Stated problem:
Using the Powaqqatsi review, answer each of these on its own line:
1. Who directed the "Qatsi" trilogy, and who composed it?
2. What transformation does the film's full title refer to?
3. On what night and at what venue did the reviewed showing take place?

-- Start Passage given --

Music review: ‘Powaqqatsi’ at the Hollywood Bowl
This article was originally on a blog post platform and may be missing photos, graphics or links. See About archive blog posts.
The full title of the second film in the “Qatsi” trilogy by director Godfrey Reggio and composer Philip Glass is “Powaqqatsi: Life in Transformation.” The transformation was that of the southern hemisphere in the mid ‘80s. The life is timeless in this essay in spiritual wonder, astounding humanity and miraculous beauty. The film has become an art-circuit classic, occasionally screened with Glass playing the soundtrack live. But “Powaqqatsi” has probably never looked better, sounded more sumptuous or mattered more than it did Tuesday night at the Hollywood Bowl.

-- End Passage given --
-- Start Entries --

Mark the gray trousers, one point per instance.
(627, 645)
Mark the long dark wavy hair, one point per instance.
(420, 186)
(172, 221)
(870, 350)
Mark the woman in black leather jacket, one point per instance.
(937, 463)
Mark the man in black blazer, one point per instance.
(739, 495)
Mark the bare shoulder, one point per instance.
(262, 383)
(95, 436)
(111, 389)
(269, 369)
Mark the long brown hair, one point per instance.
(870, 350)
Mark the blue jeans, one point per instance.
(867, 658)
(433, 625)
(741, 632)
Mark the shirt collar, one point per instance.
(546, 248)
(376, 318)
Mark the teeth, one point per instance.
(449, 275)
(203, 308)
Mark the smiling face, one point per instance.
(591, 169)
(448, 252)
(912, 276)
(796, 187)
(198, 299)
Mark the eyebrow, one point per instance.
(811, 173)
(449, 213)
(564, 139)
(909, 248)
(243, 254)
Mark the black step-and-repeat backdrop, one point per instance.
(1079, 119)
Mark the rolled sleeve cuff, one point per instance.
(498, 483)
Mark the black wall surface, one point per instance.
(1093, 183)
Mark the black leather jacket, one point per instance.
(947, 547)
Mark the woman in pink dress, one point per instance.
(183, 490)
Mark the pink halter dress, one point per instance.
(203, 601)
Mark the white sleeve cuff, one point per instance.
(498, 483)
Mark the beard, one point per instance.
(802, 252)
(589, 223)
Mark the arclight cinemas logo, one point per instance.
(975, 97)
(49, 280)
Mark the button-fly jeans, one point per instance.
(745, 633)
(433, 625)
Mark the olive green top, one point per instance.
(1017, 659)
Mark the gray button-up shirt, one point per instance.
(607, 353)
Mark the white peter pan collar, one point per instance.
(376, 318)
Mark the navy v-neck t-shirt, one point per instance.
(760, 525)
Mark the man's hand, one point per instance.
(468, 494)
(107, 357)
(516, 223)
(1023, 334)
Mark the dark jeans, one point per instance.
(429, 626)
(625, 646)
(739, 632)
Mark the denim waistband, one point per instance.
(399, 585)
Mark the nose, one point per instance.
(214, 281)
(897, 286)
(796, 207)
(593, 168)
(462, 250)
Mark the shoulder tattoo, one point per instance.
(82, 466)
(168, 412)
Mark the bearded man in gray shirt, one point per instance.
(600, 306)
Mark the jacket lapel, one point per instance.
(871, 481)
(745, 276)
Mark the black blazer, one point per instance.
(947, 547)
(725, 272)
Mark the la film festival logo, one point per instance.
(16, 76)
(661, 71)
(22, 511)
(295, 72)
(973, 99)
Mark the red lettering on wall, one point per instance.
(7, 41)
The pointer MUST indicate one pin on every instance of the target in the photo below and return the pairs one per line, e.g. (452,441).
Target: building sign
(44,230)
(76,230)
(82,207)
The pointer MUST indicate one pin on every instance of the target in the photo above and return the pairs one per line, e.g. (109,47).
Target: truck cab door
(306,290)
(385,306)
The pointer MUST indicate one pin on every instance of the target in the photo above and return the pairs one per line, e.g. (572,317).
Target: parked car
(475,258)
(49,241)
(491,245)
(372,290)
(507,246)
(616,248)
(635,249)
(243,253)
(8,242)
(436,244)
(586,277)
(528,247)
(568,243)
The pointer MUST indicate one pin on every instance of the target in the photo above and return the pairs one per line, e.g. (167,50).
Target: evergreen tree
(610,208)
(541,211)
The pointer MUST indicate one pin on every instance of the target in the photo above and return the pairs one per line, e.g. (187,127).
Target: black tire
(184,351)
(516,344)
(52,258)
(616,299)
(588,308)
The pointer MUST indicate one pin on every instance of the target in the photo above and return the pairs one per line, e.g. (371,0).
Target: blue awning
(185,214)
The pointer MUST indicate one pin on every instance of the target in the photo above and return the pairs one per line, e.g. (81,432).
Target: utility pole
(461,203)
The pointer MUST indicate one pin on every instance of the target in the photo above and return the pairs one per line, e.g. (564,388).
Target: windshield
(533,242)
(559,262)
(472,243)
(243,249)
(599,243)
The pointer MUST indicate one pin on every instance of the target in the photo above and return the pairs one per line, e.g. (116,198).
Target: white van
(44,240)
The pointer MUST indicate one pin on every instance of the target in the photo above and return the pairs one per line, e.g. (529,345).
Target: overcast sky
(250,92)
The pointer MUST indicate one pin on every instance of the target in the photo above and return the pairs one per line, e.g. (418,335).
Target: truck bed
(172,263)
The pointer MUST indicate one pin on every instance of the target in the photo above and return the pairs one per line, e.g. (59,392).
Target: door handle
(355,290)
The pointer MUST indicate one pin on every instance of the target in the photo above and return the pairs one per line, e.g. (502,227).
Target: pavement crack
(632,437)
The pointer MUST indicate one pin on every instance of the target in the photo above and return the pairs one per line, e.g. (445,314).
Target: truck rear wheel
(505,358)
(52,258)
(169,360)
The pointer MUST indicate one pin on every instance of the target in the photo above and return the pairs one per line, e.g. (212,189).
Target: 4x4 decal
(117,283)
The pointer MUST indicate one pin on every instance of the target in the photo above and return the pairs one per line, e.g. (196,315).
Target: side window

-- End Entries --

Written reply:
1. Godfrey Reggio directed it, and Philip Glass composed it.
2. The transformation of the southern hemisphere in the mid '80s.
3. Tuesday night, at the Hollywood Bowl.